#### DIRECTIVE:
Please echo the following lines back without any changes.

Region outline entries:
______________________________

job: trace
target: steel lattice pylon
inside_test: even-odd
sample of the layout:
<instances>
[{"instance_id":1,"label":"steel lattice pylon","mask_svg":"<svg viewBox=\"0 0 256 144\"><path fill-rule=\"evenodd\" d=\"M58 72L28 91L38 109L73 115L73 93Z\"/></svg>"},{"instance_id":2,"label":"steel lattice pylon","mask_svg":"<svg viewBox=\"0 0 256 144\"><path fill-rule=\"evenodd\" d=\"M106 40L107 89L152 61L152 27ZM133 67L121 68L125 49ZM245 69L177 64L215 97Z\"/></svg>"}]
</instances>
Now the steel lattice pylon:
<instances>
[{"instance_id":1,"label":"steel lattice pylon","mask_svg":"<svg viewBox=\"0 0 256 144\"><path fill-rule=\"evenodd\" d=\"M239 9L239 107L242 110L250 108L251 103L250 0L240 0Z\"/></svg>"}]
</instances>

______________________________

#### FULL RESPONSE:
job: trace
target: steel lattice pylon
inside_test: even-odd
sample of the layout:
<instances>
[{"instance_id":1,"label":"steel lattice pylon","mask_svg":"<svg viewBox=\"0 0 256 144\"><path fill-rule=\"evenodd\" d=\"M58 72L28 91L38 109L73 115L73 93Z\"/></svg>"},{"instance_id":2,"label":"steel lattice pylon","mask_svg":"<svg viewBox=\"0 0 256 144\"><path fill-rule=\"evenodd\" d=\"M106 40L107 89L152 61L152 27ZM133 67L121 68L125 49ZM245 69L177 64L215 97Z\"/></svg>"}]
</instances>
Now the steel lattice pylon:
<instances>
[{"instance_id":1,"label":"steel lattice pylon","mask_svg":"<svg viewBox=\"0 0 256 144\"><path fill-rule=\"evenodd\" d=\"M239 9L239 107L242 110L250 108L251 103L250 0L240 0Z\"/></svg>"}]
</instances>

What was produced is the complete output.